▶ _Task statement_: Retype every entry exactly, down to the last character.

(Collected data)
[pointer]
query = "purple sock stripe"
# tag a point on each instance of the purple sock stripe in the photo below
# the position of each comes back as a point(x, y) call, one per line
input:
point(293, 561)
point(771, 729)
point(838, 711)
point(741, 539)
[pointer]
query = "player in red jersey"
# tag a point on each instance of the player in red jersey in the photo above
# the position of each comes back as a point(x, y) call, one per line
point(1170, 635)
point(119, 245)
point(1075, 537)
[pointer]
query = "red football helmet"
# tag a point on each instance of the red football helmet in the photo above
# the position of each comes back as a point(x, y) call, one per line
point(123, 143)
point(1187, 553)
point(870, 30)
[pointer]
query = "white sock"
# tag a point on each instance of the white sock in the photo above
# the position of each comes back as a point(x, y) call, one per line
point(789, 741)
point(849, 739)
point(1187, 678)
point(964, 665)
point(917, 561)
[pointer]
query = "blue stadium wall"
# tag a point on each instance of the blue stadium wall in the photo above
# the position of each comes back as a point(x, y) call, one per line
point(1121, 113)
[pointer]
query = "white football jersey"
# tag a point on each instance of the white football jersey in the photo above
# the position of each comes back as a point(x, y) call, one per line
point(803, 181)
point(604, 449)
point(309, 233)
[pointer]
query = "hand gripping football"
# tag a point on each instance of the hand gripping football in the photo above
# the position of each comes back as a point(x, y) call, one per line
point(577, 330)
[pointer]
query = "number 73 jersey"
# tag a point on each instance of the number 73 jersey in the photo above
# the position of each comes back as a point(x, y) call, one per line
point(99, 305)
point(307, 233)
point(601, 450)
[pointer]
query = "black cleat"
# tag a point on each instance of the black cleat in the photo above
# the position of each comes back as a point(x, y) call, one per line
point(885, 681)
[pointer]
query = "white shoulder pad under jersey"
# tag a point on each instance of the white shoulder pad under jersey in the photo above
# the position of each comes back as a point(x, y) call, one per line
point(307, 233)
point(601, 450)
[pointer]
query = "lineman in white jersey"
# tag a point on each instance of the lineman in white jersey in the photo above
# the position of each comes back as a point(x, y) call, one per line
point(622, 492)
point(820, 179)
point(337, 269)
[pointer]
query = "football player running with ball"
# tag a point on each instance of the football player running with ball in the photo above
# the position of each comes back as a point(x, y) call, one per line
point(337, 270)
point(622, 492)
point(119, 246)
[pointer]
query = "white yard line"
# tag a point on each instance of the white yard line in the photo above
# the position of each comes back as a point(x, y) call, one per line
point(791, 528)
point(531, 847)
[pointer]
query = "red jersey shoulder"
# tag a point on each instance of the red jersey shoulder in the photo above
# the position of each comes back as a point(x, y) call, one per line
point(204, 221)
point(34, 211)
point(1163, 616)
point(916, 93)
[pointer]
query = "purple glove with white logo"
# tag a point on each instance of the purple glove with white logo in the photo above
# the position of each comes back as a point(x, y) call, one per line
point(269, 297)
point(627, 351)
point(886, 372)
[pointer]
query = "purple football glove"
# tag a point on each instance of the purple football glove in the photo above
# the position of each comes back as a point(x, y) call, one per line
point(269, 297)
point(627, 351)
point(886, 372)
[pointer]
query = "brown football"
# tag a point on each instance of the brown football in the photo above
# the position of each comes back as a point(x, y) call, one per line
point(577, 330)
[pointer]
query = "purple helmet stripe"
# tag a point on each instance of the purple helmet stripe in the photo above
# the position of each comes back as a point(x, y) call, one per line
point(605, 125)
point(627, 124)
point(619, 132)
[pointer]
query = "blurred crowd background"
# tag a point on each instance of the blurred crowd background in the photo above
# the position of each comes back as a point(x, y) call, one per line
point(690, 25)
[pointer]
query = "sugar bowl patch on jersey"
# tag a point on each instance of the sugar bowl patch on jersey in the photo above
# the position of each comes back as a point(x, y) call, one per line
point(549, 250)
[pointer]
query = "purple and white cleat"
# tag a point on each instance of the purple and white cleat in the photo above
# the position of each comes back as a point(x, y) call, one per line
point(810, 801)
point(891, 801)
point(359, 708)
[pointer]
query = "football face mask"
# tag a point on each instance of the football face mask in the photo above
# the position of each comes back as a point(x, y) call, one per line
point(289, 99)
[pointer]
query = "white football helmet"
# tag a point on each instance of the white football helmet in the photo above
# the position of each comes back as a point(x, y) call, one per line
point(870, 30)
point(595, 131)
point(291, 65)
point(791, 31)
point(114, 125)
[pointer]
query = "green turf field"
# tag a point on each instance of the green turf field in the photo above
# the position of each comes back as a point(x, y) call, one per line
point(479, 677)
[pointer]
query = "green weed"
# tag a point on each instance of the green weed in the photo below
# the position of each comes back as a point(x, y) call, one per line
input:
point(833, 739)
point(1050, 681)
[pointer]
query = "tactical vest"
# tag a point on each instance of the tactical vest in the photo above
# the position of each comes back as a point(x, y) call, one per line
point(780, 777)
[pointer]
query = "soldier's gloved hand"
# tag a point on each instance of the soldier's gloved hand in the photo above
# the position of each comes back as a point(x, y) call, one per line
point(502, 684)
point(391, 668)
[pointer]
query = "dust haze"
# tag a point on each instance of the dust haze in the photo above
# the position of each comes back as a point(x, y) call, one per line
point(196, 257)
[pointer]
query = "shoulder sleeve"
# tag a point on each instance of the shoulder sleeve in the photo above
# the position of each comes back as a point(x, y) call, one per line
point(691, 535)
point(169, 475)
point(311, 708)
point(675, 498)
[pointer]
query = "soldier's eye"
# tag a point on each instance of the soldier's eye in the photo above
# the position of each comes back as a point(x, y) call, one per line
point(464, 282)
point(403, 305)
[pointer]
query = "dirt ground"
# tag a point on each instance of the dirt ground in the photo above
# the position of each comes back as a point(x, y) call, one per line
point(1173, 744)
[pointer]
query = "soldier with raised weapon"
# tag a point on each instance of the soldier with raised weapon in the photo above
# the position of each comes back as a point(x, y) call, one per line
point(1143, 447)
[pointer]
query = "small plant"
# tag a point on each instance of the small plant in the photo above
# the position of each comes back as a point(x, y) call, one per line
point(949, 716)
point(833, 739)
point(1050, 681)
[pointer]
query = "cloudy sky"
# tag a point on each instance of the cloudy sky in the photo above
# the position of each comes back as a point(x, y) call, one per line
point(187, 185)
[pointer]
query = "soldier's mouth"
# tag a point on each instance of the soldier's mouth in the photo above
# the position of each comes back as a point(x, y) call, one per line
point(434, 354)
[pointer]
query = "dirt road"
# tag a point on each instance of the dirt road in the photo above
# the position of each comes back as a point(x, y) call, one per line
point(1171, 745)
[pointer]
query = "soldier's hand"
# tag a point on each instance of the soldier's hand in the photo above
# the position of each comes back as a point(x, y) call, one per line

▶ _Output below_:
[pointer]
query = "purple sock stripe"
# tag a point on each instance of the purple sock stripe in the photo below
# the position of each comes back as a point(x, y) call, one per line
input:
point(293, 561)
point(771, 729)
point(838, 711)
point(741, 539)
[pointer]
query = "player in red jersey"
# tag a point on each instance of the player in red jersey in the photo above
# the position of each comes back as a point(x, y) call, one per line
point(1170, 635)
point(119, 245)
point(1075, 537)
[pointer]
query = "red football helmet"
# tag a point on each instance of the red football helmet in the photo above
# the position of each comes back as a point(x, y) call, one per line
point(123, 143)
point(1187, 553)
point(870, 30)
[pointer]
query = "white sock"
# tag a point on each instance of the white sock in the photo above
# the position of each comes back as a point(x, y) call, one per line
point(789, 741)
point(849, 739)
point(1187, 678)
point(964, 665)
point(917, 561)
[pointer]
query = "blue stadium wall"
# tag a point on each instance of the blue stadium wall in the photo above
# the position of each comes back as a point(x, y) call, one per line
point(1121, 113)
[pointer]
query = "white football jersey"
# tag a point on each instance of the white football jersey in the photo above
# the position of each comes back as a point(x, y) call, one per line
point(803, 181)
point(604, 449)
point(309, 233)
[pointer]
query = "hand gripping football"
# tag a point on each instance of the hand gripping football in the photo above
# the position of each comes back as a point(x, y) call, one per line
point(577, 330)
[pointer]
query = "number 73 jersey"
# tag a point on each instance of the number 73 jersey in the photo above
# the position of each comes back as a point(x, y) call, one per line
point(99, 305)
point(307, 233)
point(601, 450)
[pointer]
query = "black cleat"
# tag a point on each instance of the black cleat in the photo above
# the position of each comes back as a point(x, y) call, one per line
point(885, 681)
[pointer]
query = "white shoulder pad under jersey"
# tag a point on each instance of the white shoulder pad under jersey in the photo above
# the position of each comes back as a point(x, y) call, one per line
point(307, 233)
point(601, 450)
[pointer]
query = "lineman in white jersey"
# tag a point on each instance of the lineman in white jersey in the photo above
# the position of each comes back as a point(x, y) call, one per line
point(622, 492)
point(820, 179)
point(337, 269)
[pointer]
query = "football player running with ball"
# tag a point on each instance of the football player running with ball in the photo above
# the position of each comes back as a point(x, y) call, one per line
point(337, 270)
point(622, 492)
point(119, 246)
[pointer]
query = "white yard line"
# tag a point on each instance of the white yard line in the photo above
# the position of each comes back as a point(x, y) call, one per line
point(791, 528)
point(531, 847)
[pointer]
query = "red jersey shoulder"
# tag a point on each instance of the red jersey shoulder in the photo above
# the position of each comes back as a point(x, y) call, one per line
point(204, 221)
point(34, 211)
point(1163, 616)
point(916, 93)
[pointer]
query = "purple glove with white logo"
# tag a point on each instance of the purple glove with white logo in the photo above
# the position of each comes back as a point(x, y) call, one per line
point(269, 297)
point(627, 351)
point(886, 372)
[pointer]
query = "purple football glove"
# tag a point on each instance of the purple football glove in the photo above
# the position of each comes back as a point(x, y) call, one per line
point(269, 297)
point(627, 351)
point(886, 372)
[pointer]
query = "brown football"
# tag a point on each instance of the brown football in the photo above
# the position of each comes back as a point(x, y) call, one per line
point(577, 330)
[pointer]
query = "purple helmet stripe"
# tag a point on each instance of the purple helmet stripe in the photo above
# the position of each comes back as a point(x, y) call, one per line
point(605, 125)
point(627, 124)
point(619, 132)
[pointer]
query = "blurred crowd background"
# tag a point on each instance of the blurred crowd background in the photo above
# the position of each comes back as a point(x, y) call, one per line
point(690, 25)
[pointer]
query = "sugar bowl patch on jersey"
# tag a point on each instance of the sugar bowl patch on jersey in the photo above
# the position of each comes back as a point(x, y) call, one per line
point(549, 250)
[pointer]
query = "purple and white cleat"
# tag a point on each instance of the purple and white cleat in the photo above
# the position of each comes back as a point(x, y) call, one per line
point(810, 801)
point(891, 801)
point(359, 708)
[pointer]
query = "football face mask"
# tag a point on each instance of the football face mask in the photo above
# the position of each comes back as a point(x, y) call, one per line
point(289, 99)
[pointer]
query = "white football helmet"
# tag a point on each instance of the white football helmet in the photo above
# the position of each comes back as a point(x, y) call, one per line
point(870, 30)
point(595, 131)
point(291, 65)
point(791, 31)
point(114, 125)
[pointer]
query = "green turf field"
# tag a point on each instance of the green turf field in the photo above
# the position of each comes back as a point(x, y) call, one per line
point(479, 677)
[pointer]
query = "green weed"
# tag a point on each instance of the green weed in the photo below
# the position of each comes back as a point(x, y) call, one per line
input:
point(833, 739)
point(1050, 681)
[pointer]
query = "tactical vest"
# tag a point on each instance of the tactical vest in the photo above
# the position of each comes back as a point(x, y) call, one per line
point(780, 777)
[pointer]
query = "soldier's gloved hand"
# tag a point on each instance of the soldier's gloved hand in the photo above
# the position of each comes back as a point(x, y) call, one per line
point(502, 684)
point(391, 668)
[pointer]
query = "dust haze"
# tag a point on each instance of the dust haze in the photo above
# the position of each comes back as a point(x, y) call, one per line
point(196, 257)
[pointer]
query = "shoulder sleeve"
# tag a point on each instance of the shoulder sleeve in the photo above
# the position of each comes back as a point(x, y) call, one per line
point(691, 535)
point(169, 475)
point(311, 708)
point(675, 498)
[pointer]
query = "soldier's eye"
# tag a point on each instance of the soldier's eye in the photo above
# the position of each comes back as a point(x, y) call, one per line
point(464, 282)
point(403, 305)
[pointer]
query = "dirt ground"
# tag a point on each instance of the dirt ground in the photo above
# the position of each comes back as a point(x, y) call, one per line
point(1173, 744)
[pointer]
query = "soldier with raised weapon"
# tag a point on each instance of the soldier with raised weapon in the photo above
# the position of each comes back as a point(x, y) call, one per line
point(1143, 447)
[pointer]
query = "small plant"
# tag a point on each instance of the small plant in the photo above
# the position of each comes back as a point(x, y) call, one per line
point(949, 716)
point(833, 739)
point(1050, 681)
[pointer]
query = "cloudy sky"
# tag a point on each instance of the cloudy sky in the photo above
# the position of each comes back as a point(x, y) call, one per line
point(187, 185)
[pointer]
query = "soldier's mouth"
# tag a point on each instance of the soldier's mouth in the photo above
# the position of each comes back as a point(x, y) call, one per line
point(434, 354)
[pointer]
query = "dirt road"
# tag a point on each instance of the dirt road in the photo above
# the position of each comes back as a point(x, y) call, one per line
point(1171, 745)
[pointer]
query = "soldier's hand"
# tag a point on each instance of the soldier's hand in the photo above
# the position of each comes back as a point(x, y) call, one per line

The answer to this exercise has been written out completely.